Page text -

++++++++++++++++++++

You then can use your application rating to place yourself on a performance curve.  For simplicity purposes, CIOview uses two performance curves to bound our performance estimations. One curve is very CPU-intense and represents our estimate of scaling for a very technical computing workload. This curve represents an application rating of 1. The second curve is very I/O-intense and represents our estimate of scaling for a workload bound almost entirely by I/O considerations. This curve represents an application rating of 25. Your application rating will place you somewhere between these two curves.

Once you estimate where you fall between a CPU-intense performance curve and an I/O-intense performance curve, you can determine the best size of server to deploy (2-way, 4-way, etc). You typically would choose a server size that shows good scaling for your workload. To determine the output of your server you could use a 1-processor server as a reference to determine the potential output of your chosen server. And then finally, you would know the number of servers necessary.

Knowing the characteristics of the workload you are going to deploy is key.  One then needs to identify where that workload falls on the serial/parallel continuum.  Having done that one must select the performance benchmark most appropriate to your workload, take into consideration how your application scales and then size accordingly.

What does this have to do with my Windows Server Optimization project?

Trying to determine whether an application is serial or parallel can be quite daunting.  Thankfully, this TCO analysis looks at four distinct applications in your general IT environment: file and print, email/communication, database, and line of business application.  Because these applications have relatively well-defined parameters, CIOview has already placed on a performance curve for you.

File and print is very disk-intensive.  In other words most of the application processing involves moving data from disk to disk and across the network.  This sort of work is very I/O intense and is not limited much by CPU performance.  In fact, most file and print applications do not scale much beyond 2-4 CPU per server.

While line of business applications can vary quite a lot in purpose, they are all typically very similar to file and print applications in terms of processing characteristics.  Therefore, TCOnow! uses the same performance curves for both file and print and line of business applications.

On a scale of 1-25, file and print and line of business applications can be thought of as a 25 (very serial).

++++++++++++++++++++

Short task 1 -
Which applications does the server sizing text name as the ones the TCO analysis examines?
Short task 2 -
Can you output the server sizing text between "What does this" and "curve for you.", inclusive, without any changes?
Rely solely on the server sizing text.

Dataset content -
++++++++++++++++++++

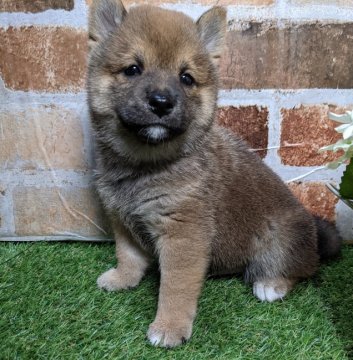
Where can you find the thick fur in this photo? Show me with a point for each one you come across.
(178, 187)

++++++++++++++++++++

Response 1 -
File and print, email/communication, database, and line of business application.

Response 2 -
What does this have to do with my Windows Server Optimization project?

Trying to determine whether an application is serial or parallel can be quite daunting.  Thankfully, this TCO analysis looks at four distinct applications in your general IT environment: file and print, email/communication, database, and line of business application.  Because these applications have relatively well-defined parameters, CIOview has already placed on a performance curve for you.